• _Selected text_:
☆ ☆ ☆ ☆ ☆

Bangladesh–Taiwan relations refer to international relations between Republic of China (Taiwan) and Bangladesh. Taiwan and Bangladesh do not have official relations.

==History==
On 4 October 1975, Bangladesh recognized the People's Republic of China and ended diplomatic relations with Taiwan. In United Nations General Assembly Resolution 2758 Bangladesh supported the replacement of ROC by the PRC.

In 2004, the Taiwan government established the Taipei Economic and Cultural Office in Bangladesh in, the capital Dhaka, but due to the Bangladesh government's obstruction, it was unable to offer visa services, leading to its closure on 30 June 2009. Since the office's closure, Bangladesh affairs have been jointly handled by the Taipei Economic and Cultural Center in India in New Delhi and the Taipei Economic and Cultural Office in Thailand in Bangkok.

☆ ☆ ☆ ☆ ☆

• _Recorded data_:
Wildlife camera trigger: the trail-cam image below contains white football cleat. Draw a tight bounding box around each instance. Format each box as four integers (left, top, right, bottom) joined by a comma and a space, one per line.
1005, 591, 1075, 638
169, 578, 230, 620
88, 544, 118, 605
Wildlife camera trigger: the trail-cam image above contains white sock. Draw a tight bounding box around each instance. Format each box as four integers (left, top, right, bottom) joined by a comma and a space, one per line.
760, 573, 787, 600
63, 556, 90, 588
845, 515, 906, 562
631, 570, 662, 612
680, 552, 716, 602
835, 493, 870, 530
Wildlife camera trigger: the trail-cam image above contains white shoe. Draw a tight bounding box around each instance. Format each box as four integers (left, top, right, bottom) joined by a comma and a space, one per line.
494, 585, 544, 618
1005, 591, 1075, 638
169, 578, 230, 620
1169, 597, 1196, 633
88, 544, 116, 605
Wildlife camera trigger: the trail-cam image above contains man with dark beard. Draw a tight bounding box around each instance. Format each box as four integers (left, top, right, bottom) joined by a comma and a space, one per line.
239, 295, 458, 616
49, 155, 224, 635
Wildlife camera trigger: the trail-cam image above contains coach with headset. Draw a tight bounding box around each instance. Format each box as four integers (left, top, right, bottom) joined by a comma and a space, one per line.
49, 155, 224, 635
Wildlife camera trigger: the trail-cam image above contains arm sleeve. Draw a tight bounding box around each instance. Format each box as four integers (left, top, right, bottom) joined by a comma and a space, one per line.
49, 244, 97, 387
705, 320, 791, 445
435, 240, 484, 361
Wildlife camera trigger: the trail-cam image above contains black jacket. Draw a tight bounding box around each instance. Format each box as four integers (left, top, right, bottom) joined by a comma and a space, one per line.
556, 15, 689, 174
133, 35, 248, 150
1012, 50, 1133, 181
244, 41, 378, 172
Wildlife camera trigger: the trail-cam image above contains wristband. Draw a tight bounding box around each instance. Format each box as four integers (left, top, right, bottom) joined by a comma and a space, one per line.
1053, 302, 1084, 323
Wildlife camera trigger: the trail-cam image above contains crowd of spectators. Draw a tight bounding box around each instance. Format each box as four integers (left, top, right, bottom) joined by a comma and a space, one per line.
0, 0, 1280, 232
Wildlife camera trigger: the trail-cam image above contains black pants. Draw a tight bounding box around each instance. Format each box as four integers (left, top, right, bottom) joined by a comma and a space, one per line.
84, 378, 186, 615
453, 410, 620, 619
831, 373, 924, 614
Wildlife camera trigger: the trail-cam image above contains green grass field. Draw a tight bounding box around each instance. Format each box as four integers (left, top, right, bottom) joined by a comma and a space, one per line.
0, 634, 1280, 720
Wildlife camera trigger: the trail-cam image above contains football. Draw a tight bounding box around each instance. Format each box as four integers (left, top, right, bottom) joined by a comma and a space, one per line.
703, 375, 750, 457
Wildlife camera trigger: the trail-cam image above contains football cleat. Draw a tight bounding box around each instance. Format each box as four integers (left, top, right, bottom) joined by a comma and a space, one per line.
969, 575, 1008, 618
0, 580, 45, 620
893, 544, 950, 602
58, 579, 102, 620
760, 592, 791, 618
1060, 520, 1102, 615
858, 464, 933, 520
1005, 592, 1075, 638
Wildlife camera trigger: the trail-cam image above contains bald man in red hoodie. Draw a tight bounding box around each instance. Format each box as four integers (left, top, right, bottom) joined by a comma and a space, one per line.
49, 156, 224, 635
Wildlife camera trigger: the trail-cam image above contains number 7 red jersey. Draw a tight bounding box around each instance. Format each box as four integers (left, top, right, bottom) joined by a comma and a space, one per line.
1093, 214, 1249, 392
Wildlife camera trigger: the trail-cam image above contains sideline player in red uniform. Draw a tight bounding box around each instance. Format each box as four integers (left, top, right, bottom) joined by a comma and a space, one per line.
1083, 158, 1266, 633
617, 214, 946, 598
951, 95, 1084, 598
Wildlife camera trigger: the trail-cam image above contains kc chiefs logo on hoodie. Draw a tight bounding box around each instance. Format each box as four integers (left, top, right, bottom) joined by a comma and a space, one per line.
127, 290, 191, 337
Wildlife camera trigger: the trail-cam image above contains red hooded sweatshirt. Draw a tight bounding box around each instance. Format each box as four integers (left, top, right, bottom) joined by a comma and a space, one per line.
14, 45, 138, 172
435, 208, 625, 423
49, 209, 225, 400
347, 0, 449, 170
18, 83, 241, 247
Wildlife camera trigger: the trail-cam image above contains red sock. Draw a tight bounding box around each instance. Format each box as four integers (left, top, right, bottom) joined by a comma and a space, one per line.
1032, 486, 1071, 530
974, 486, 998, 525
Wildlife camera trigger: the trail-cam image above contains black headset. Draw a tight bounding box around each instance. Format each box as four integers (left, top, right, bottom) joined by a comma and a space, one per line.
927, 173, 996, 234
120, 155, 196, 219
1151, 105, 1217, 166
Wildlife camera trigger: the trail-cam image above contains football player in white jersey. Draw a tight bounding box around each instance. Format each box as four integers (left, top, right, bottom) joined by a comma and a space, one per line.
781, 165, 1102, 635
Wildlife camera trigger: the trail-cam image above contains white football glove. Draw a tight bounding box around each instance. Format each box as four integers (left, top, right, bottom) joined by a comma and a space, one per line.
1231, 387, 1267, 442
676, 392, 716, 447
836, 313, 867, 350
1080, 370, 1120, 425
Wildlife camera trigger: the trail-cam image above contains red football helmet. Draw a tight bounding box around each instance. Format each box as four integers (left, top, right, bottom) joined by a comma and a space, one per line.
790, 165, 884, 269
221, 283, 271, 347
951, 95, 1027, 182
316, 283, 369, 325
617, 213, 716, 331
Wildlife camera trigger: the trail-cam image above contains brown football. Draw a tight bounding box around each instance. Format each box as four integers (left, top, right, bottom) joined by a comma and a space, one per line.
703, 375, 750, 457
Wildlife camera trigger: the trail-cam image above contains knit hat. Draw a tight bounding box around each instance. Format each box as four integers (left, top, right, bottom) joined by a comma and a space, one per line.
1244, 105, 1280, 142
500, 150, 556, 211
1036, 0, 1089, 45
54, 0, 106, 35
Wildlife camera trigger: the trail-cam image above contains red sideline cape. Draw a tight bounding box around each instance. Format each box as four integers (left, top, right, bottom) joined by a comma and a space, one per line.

☆ ☆ ☆ ☆ ☆

• _Directions_:
1. Answer each question using the text on Bangladesh–Taiwan relations.
(a) On what date did Bangladesh recognize the People's Republic of China?
(b) On what date did the Taipei Economic and Cultural Office in Bangladesh close?
(c) Which two offices have handled Bangladesh affairs since that closure?
2. Set down word for word the stretch of the text on Bangladesh–Taiwan relations from "Bangladesh–Taiwan relations refer" through "Thailand in Bangkok.".
The records play no part in the work on this page.

• _Results for the exercise_:
1.
(a) 4 October 1975.
(b) 30 June 2009.
(c) The Taipei Economic and Cultural Center in India, in New Delhi, and the Taipei Economic and Cultural Office in Thailand, in Bangkok.

2.
Bangladesh–Taiwan relations refer to international relations between Republic of China (Taiwan) and Bangladesh. Taiwan and Bangladesh do not have official relations.

==History==
On 4 October 1975, Bangladesh recognized the People's Republic of China and ended diplomatic relations with Taiwan. In United Nations General Assembly Resolution 2758 Bangladesh supported the replacement of ROC by the PRC.

In 2004, the Taiwan government established the Taipei Economic and Cultural Office in Bangladesh in, the capital Dhaka, but due to the Bangladesh government's obstruction, it was unable to offer visa services, leading to its closure on 30 June 2009. Since the office's closure, Bangladesh affairs have been jointly handled by the Taipei Economic and Cultural Center in India in New Delhi and the Taipei Economic and Cultural Office in Thailand in Bangkok.